Exercise aim ::
Rewrite the entries from the start through the line containing "[[80, 16], [63, 15], [180, 9], [68, 19], [201, 3]]", requests included, shifting every point coordinate in the answers up by 47. Leave the pictures out.

++++ Given data

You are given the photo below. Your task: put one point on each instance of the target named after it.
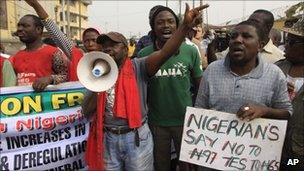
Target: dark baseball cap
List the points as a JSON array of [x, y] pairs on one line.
[[114, 36]]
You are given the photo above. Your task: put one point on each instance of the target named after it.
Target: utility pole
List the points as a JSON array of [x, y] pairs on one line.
[[80, 16], [63, 15], [180, 9], [68, 19], [201, 3]]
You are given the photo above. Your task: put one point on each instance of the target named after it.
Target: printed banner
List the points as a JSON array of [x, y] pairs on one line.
[[221, 141], [43, 131]]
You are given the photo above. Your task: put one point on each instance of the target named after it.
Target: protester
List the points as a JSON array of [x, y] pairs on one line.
[[66, 45], [8, 76], [269, 53], [293, 67], [169, 89], [131, 47], [145, 40], [49, 41], [198, 40], [242, 83], [275, 36], [38, 64], [128, 142]]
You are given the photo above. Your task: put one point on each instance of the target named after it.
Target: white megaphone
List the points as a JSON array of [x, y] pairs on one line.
[[97, 71]]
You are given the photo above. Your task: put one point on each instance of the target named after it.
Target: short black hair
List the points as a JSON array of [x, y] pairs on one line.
[[37, 20], [269, 18], [152, 10], [259, 29], [160, 9]]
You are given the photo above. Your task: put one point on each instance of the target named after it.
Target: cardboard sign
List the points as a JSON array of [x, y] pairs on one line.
[[221, 141]]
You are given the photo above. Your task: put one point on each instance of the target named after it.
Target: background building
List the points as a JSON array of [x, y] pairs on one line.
[[70, 15]]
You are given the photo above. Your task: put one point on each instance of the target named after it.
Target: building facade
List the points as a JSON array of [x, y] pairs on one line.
[[70, 15]]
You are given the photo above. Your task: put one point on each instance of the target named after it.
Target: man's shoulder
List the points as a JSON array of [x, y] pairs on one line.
[[145, 51], [215, 66], [273, 70]]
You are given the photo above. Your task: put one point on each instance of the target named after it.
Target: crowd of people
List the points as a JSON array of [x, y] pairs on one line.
[[246, 71]]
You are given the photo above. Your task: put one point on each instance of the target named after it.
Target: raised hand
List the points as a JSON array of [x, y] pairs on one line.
[[193, 17], [32, 2]]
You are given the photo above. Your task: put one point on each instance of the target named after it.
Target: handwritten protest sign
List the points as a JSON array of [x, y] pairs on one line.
[[221, 141], [43, 131]]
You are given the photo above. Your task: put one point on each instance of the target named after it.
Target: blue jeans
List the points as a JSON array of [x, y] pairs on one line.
[[121, 152]]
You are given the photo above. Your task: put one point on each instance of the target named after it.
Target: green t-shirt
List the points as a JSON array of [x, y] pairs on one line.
[[169, 89]]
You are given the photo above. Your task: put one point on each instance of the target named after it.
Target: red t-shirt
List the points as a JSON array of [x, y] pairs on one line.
[[30, 66]]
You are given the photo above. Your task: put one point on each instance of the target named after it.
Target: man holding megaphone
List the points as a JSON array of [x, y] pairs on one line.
[[119, 137]]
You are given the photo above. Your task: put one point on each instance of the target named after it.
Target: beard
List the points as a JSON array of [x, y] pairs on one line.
[[27, 40]]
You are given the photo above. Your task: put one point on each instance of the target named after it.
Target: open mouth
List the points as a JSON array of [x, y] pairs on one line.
[[167, 34], [237, 50]]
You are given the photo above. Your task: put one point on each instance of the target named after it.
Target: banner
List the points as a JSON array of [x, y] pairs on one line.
[[221, 141], [43, 131]]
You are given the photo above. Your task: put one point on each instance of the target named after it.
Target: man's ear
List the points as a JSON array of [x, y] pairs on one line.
[[261, 45], [39, 30]]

++++++++

Correct output ::
You are given the photo below. Your task: put one point on each instance of the target named after it.
Target: dark baseball cap
List the points as a JSON array of [x, y] pairs on one line.
[[161, 83]]
You are given the photo above. Your task: put one point on each instance of the target named after it.
Target: utility pole
List the points as a JSON array of [x, y] pairs on one line.
[[127, 63], [110, 62], [227, 56], [115, 66], [248, 50]]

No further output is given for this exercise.